◆ Task description ◆
Please replace "one point to a line" with "one point per line" throughout the data below, and leave the rest of the wording as it is.

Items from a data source
_ _ _ _ _ _ _
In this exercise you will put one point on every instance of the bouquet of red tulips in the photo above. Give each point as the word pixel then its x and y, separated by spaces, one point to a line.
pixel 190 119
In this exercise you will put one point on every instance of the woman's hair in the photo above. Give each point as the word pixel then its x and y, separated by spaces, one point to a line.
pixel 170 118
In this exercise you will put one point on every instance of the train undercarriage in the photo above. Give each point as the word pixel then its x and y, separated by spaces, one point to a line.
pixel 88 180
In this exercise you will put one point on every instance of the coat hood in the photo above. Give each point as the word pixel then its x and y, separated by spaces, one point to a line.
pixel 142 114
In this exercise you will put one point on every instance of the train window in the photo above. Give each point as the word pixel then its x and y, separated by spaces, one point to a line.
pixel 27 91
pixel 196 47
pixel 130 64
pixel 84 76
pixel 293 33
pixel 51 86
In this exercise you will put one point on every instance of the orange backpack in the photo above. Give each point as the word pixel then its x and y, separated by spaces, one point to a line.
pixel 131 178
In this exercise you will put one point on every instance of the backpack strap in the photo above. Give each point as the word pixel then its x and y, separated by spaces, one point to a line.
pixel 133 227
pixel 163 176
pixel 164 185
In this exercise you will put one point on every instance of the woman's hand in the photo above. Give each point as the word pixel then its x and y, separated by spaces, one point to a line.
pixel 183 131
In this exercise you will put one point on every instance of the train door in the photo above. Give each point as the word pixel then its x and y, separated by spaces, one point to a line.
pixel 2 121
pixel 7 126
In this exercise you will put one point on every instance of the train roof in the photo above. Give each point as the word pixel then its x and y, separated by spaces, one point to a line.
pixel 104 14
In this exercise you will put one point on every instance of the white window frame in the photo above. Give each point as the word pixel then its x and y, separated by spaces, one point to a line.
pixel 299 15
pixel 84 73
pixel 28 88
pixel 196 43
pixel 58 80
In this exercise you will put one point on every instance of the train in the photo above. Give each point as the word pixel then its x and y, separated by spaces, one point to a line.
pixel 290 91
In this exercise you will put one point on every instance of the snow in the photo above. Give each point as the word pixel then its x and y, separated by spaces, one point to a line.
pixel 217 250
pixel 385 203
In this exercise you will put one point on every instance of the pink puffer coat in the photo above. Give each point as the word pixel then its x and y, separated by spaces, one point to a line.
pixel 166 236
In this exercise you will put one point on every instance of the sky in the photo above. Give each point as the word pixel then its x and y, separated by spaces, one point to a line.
_ _ _ _ _ _ _
◆ Solution for this exercise ◆
In this exercise you will put one point on every instance of the bouquet of red tulips in the photo above. Give each point as the word pixel then its x and y, separated by spaces, one point per line.
pixel 190 119
In this exercise you will put one point on every instance of the woman's hair in the photo above. Give each point as the word pixel then its x and y, separated by spaces, one point per line.
pixel 170 118
In this exercise you will put one point on every instance of the train undercarriage in the photo above. Give each point as the word pixel then its x and y, separated by spaces, one point per line.
pixel 88 180
In this exercise you will put one point on every instance of the coat hood in the photo above. Give each point as the word pixel then its x and y, separated by spaces, one point per line.
pixel 142 114
In this exercise you will put one point on every instance of the train window in the photo above. Give each point as the word pixel then its x and y, separated by spaces, one point per line.
pixel 27 91
pixel 196 47
pixel 130 64
pixel 84 76
pixel 293 33
pixel 51 86
In this exercise you will put one point on every instance of the orange backpack in the photo above. Give each point as the word pixel then its x and y, separated by spaces, one point per line.
pixel 131 178
In this exercise you will put one point on every instance of the backpack strap in the photo above. Give each point as the word pixel then its x and y, separated by spaces, one point per line.
pixel 133 227
pixel 163 176
pixel 164 185
In this exercise you will put one point on every instance of the woman's hand in the photo above. Give each point as the word pixel then its x and y, separated by spaces, one point per line.
pixel 183 131
In this exercise you will put one point on every instance of the train door in the photo above. Give each point as the word pixel then its x and y, separated by spaces, one point per line.
pixel 2 121
pixel 7 126
In this exercise you will put one point on every instance of the train roof in the photo above. Give each point as the word pixel then its x and y, separated by spaces, one point per line.
pixel 104 14
In this exercise you will put one point on every instance of the white window frame in the photo above. Give each point as the word pixel then its x and y, separated by spaces, one point per line.
pixel 299 15
pixel 84 73
pixel 28 88
pixel 196 43
pixel 58 80
In this exercise you will put one point on every instance of the train in the photo above. Give each point as the word pixel then its x and y, separated by spaces, one point per line.
pixel 290 91
In this exercise you will put one point on every instance of the snow in the photo above. Give each point as the word pixel then its x and y, separated by spaces, one point per line.
pixel 217 250
pixel 385 203
In this exercise you will put one point on every instance of the pink puffer coat in the photo above. Give each point as the word pixel then its x and y, separated by spaces, one point per line.
pixel 166 236
In this exercise you will put one point on every instance of the sky in the photo above. Give each point as the word pixel then its x and y, separated by spaces, one point per line.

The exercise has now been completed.